* TEXT EXCERPT *
<<<<
I've had the car for about 6 months and apart from a rear brake rebuild, had no troubles - until yesterday. Coming back from Tesco the 'VDCOFF' warning light came up and the aircon stopped. I'm guessing now that it was also running hot, but I never thought to check the temp gauge (yes I know I should have done the regular scan, but...) Got home, checked it over, found some loss of coolant, but no obvious cause. Top up, run up, seems OK. Quick trip to the same shopping centre this morning; VDC light on in less than half a mile, and temp climbing quickly. Looks like I'm not going to the Hawk Conservancy today...
>>>>
* REQUIRED TASKS *
**A.** In the car-trouble post, what warning light came on during the drive back from Tesco?
**B.** Decide whether each statement agrees with the car-trouble post, answering yes or no and quoting the deciding words: (i) The writer had owned the car for about a year. (ii) The aircon stopped when the warning light came up. (iii) The writer found an obvious cause for the coolant loss.
**C.** Duplicate the part of the car-trouble post starting with "I've had the" and going on through "Hawk Conservancy today...".
Rely solely on the car-trouble post.

* SUPPLIED DATA *
<<<<
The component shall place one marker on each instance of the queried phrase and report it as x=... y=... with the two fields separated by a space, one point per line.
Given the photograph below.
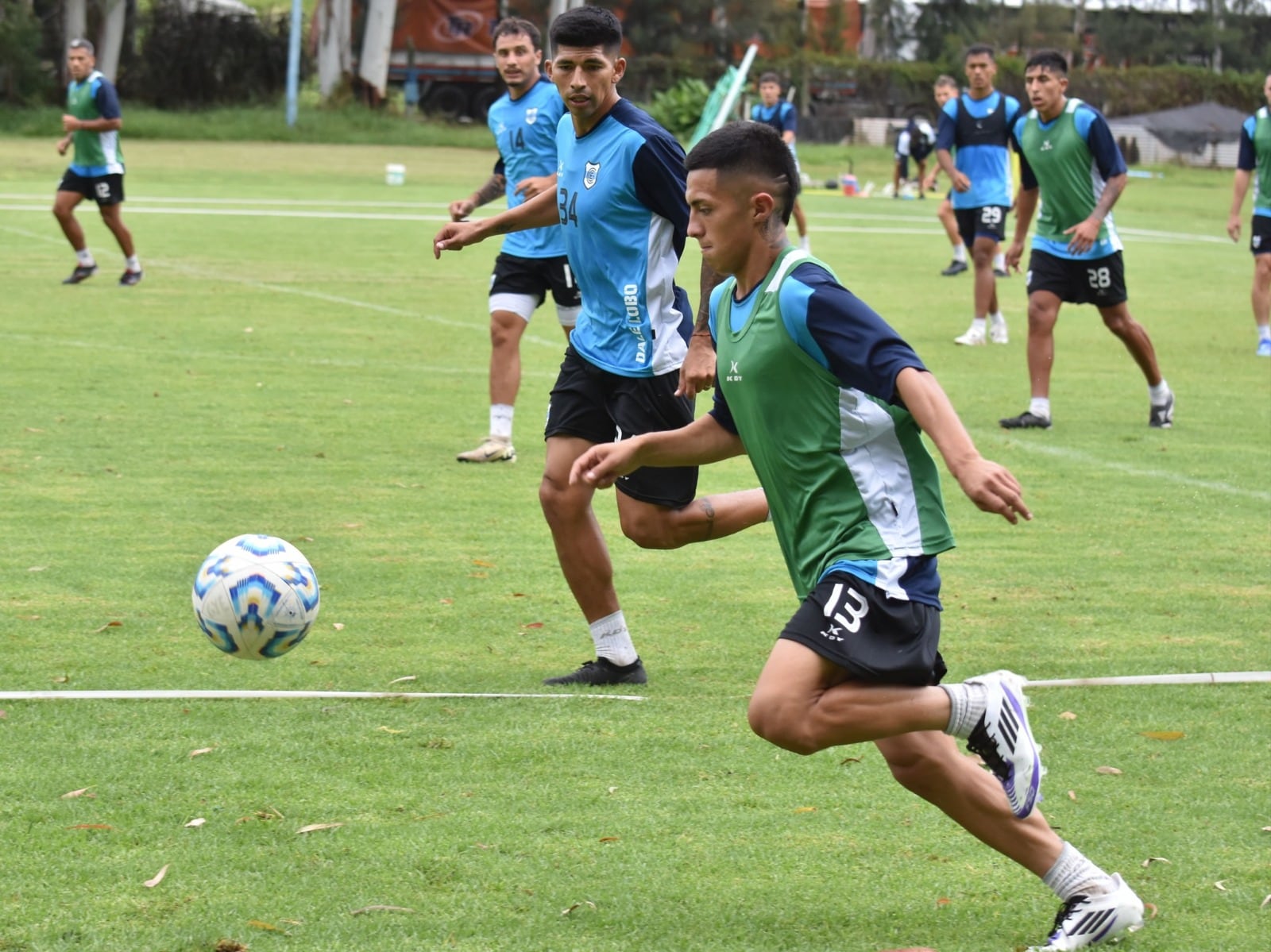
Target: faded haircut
x=750 y=149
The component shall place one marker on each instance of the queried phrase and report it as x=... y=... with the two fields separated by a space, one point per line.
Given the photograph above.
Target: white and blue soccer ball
x=256 y=596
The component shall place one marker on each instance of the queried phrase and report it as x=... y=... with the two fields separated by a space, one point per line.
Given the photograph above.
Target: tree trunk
x=112 y=37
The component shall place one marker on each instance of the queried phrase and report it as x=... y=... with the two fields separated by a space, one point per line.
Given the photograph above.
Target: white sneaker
x=1004 y=742
x=493 y=449
x=1090 y=920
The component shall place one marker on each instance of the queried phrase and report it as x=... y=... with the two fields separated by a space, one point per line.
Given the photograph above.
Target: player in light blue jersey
x=782 y=116
x=635 y=360
x=1071 y=163
x=833 y=408
x=1255 y=164
x=978 y=127
x=92 y=122
x=531 y=264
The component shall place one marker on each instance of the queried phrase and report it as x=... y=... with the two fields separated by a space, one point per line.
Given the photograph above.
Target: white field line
x=283 y=696
x=296 y=209
x=1142 y=472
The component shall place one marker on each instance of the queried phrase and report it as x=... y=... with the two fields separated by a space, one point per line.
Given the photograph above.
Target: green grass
x=313 y=378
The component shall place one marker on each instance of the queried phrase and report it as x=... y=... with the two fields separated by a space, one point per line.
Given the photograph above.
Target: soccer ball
x=256 y=596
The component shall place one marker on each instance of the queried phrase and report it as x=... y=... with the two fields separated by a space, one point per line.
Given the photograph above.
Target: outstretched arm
x=694 y=445
x=989 y=486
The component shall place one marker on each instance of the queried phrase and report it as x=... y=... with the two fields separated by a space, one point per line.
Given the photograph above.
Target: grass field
x=296 y=363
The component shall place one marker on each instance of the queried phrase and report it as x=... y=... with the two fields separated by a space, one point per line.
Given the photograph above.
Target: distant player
x=915 y=141
x=531 y=264
x=631 y=366
x=1256 y=158
x=92 y=122
x=978 y=127
x=833 y=408
x=781 y=114
x=1069 y=159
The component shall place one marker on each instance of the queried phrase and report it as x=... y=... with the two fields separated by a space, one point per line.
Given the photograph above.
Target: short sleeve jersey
x=978 y=133
x=1071 y=159
x=1255 y=156
x=525 y=133
x=95 y=152
x=807 y=379
x=620 y=196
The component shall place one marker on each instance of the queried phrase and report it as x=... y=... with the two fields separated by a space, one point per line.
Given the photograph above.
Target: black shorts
x=1260 y=234
x=105 y=190
x=1099 y=281
x=601 y=407
x=535 y=277
x=989 y=220
x=857 y=626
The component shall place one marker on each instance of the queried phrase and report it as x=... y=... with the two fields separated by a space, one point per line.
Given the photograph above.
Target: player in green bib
x=1255 y=162
x=92 y=122
x=830 y=406
x=1069 y=158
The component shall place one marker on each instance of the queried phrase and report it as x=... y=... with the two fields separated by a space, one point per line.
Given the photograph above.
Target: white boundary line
x=281 y=696
x=1211 y=678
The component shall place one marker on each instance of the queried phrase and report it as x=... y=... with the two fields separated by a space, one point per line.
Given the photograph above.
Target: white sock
x=1073 y=875
x=613 y=641
x=501 y=420
x=966 y=707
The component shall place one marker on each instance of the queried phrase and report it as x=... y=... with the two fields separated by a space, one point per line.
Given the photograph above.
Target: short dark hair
x=588 y=25
x=750 y=149
x=1050 y=60
x=515 y=27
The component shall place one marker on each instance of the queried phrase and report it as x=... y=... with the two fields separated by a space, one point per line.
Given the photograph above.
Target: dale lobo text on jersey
x=635 y=323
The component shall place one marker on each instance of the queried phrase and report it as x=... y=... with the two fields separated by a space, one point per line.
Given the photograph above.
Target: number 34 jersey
x=620 y=195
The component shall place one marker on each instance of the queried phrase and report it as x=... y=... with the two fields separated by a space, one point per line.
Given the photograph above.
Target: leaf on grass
x=315 y=827
x=158 y=877
x=381 y=909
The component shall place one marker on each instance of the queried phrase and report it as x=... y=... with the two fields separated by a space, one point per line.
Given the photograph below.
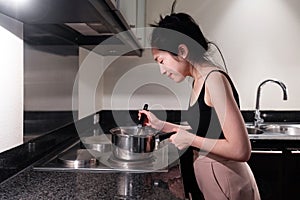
>>>>
* SOLUTIONS BY TASK *
**A.** The 'VDCOFF' warning light.

**B.**
(i) No: "I've had the car for about 6 months"
(ii) Yes: "the 'VDCOFF' warning light came up and the aircon stopped"
(iii) No: "found some loss of coolant, but no obvious cause"

**C.**
I've had the car for about 6 months and apart from a rear brake rebuild, had no troubles - until yesterday. Coming back from Tesco the 'VDCOFF' warning light came up and the aircon stopped. I'm guessing now that it was also running hot, but I never thought to check the temp gauge (yes I know I should have done the regular scan, but...) Got home, checked it over, found some loss of coolant, but no obvious cause. Top up, run up, seems OK. Quick trip to the same shopping centre this morning; VDC light on in less than half a mile, and temp climbing quickly. Looks like I'm not going to the Hawk Conservancy today...